Find every line in the records below that contains the word "glass", and copy each of those lines.

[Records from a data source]
○ ○ ○

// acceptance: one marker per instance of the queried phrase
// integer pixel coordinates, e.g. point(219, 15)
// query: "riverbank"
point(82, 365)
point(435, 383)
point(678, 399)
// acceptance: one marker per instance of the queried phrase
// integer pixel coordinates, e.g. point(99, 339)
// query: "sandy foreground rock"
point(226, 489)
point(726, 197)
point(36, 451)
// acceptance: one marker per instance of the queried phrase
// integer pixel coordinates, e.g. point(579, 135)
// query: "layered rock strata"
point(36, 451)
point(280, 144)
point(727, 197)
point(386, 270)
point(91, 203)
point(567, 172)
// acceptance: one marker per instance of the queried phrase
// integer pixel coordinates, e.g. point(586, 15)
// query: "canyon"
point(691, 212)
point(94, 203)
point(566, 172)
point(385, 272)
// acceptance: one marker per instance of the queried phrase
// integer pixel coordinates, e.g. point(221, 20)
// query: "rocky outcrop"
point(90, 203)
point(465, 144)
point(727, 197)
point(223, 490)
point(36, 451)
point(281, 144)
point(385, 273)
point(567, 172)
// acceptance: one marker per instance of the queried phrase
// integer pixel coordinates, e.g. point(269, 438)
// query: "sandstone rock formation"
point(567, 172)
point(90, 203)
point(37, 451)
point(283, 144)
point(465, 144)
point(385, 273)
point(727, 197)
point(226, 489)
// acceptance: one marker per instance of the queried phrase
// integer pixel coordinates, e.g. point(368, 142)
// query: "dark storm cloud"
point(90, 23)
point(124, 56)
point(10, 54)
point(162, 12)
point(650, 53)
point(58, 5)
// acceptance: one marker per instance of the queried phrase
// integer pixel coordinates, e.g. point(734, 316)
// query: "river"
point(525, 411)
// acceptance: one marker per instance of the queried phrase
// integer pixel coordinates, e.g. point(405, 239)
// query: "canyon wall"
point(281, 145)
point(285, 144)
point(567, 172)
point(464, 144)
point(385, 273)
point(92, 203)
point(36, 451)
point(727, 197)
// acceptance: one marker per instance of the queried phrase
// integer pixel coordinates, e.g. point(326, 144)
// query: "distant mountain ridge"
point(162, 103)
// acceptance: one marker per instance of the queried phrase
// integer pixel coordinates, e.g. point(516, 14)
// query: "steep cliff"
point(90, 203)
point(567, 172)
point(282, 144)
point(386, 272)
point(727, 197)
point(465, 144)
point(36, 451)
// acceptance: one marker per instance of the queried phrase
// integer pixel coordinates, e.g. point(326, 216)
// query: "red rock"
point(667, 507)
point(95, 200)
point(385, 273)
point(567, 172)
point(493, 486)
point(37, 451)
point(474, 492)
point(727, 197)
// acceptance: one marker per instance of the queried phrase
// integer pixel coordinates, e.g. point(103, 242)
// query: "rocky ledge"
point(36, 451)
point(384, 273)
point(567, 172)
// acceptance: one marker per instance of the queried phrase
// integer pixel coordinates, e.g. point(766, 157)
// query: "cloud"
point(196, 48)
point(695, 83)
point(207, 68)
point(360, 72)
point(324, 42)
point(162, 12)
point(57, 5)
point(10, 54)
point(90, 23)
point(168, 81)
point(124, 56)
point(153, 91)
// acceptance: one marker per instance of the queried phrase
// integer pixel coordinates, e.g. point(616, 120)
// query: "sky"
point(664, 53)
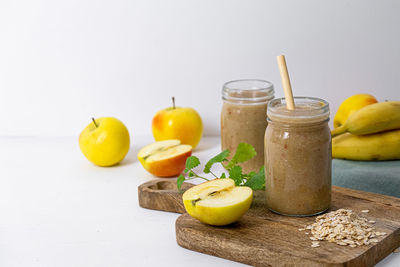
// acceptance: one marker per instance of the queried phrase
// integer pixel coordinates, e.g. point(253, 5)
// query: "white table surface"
point(57, 209)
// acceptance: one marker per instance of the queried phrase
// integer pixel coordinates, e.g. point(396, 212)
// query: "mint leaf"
point(257, 182)
point(191, 162)
point(244, 152)
point(180, 181)
point(236, 174)
point(218, 158)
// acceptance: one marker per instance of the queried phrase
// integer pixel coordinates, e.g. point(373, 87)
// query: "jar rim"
point(248, 90)
point(309, 109)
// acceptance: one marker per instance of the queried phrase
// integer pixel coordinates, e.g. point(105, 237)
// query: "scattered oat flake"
point(344, 228)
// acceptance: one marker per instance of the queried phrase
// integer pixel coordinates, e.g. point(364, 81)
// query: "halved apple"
point(165, 158)
point(218, 202)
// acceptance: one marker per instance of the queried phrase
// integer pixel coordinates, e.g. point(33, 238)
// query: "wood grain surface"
point(162, 195)
point(262, 238)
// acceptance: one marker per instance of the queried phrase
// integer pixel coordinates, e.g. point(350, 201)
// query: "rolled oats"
point(344, 228)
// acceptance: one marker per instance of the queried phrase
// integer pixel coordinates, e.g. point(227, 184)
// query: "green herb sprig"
point(244, 152)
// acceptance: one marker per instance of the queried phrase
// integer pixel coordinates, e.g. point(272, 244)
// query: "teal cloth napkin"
point(381, 177)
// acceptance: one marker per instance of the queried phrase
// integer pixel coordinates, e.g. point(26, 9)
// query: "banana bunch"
point(369, 133)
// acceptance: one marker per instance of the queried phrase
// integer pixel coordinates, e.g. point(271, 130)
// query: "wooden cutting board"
point(262, 238)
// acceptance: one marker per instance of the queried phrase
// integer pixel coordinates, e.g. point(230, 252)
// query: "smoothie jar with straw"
point(298, 153)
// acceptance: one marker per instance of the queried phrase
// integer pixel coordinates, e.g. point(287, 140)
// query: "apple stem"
point(95, 124)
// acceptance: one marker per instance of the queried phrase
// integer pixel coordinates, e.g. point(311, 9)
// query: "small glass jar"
point(243, 117)
point(298, 157)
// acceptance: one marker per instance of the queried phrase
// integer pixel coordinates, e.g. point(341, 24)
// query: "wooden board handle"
point(162, 195)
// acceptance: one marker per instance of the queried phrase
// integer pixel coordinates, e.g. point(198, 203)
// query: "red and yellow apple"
point(351, 104)
point(165, 158)
point(184, 124)
point(105, 141)
point(217, 202)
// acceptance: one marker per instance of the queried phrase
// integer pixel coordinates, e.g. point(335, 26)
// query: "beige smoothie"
point(243, 118)
point(298, 157)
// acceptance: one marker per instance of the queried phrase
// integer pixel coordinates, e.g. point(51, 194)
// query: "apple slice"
point(218, 202)
point(165, 158)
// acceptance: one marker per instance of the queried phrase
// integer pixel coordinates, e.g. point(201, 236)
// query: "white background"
point(62, 62)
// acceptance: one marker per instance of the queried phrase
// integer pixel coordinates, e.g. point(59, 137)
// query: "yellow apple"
point(351, 104)
point(165, 158)
point(105, 141)
point(184, 124)
point(217, 202)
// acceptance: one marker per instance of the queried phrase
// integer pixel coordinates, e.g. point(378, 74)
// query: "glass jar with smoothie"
point(298, 157)
point(243, 117)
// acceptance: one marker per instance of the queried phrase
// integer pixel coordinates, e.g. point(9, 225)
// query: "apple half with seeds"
point(218, 202)
point(165, 158)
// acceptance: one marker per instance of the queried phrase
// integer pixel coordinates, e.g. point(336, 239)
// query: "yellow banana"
point(374, 118)
point(379, 146)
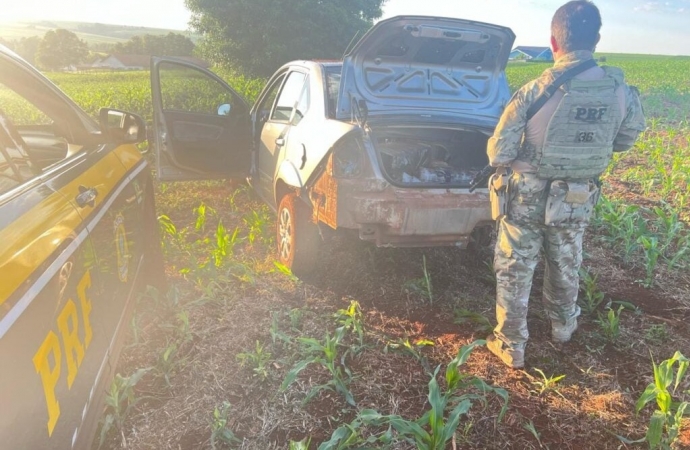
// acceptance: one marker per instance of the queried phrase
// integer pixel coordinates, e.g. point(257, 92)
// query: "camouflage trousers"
point(522, 236)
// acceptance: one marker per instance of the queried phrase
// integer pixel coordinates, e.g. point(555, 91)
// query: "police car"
point(78, 242)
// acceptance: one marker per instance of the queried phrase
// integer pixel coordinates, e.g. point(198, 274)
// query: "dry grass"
point(586, 409)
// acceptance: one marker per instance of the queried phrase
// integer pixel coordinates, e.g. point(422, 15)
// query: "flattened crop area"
point(240, 354)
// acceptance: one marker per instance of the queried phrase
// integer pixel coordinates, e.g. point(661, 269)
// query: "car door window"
point(267, 103)
point(288, 97)
point(20, 110)
point(186, 89)
point(36, 138)
point(302, 105)
point(15, 164)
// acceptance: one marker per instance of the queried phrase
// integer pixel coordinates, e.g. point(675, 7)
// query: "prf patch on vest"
point(590, 114)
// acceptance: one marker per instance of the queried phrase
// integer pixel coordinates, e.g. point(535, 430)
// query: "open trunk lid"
point(427, 66)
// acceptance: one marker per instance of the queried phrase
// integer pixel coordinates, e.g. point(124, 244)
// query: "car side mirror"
point(121, 127)
point(224, 109)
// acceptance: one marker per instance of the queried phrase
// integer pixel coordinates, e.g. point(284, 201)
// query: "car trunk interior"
point(431, 157)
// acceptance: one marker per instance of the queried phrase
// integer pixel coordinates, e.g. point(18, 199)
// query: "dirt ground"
point(252, 302)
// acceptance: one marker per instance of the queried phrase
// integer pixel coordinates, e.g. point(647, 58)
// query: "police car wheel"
point(297, 236)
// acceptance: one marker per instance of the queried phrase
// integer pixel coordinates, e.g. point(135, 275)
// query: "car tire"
point(297, 236)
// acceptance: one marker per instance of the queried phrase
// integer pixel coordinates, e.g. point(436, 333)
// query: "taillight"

○ ○ ○

(Written answer)
// query: "small glass jar"
// query: "glass jar with smoothie"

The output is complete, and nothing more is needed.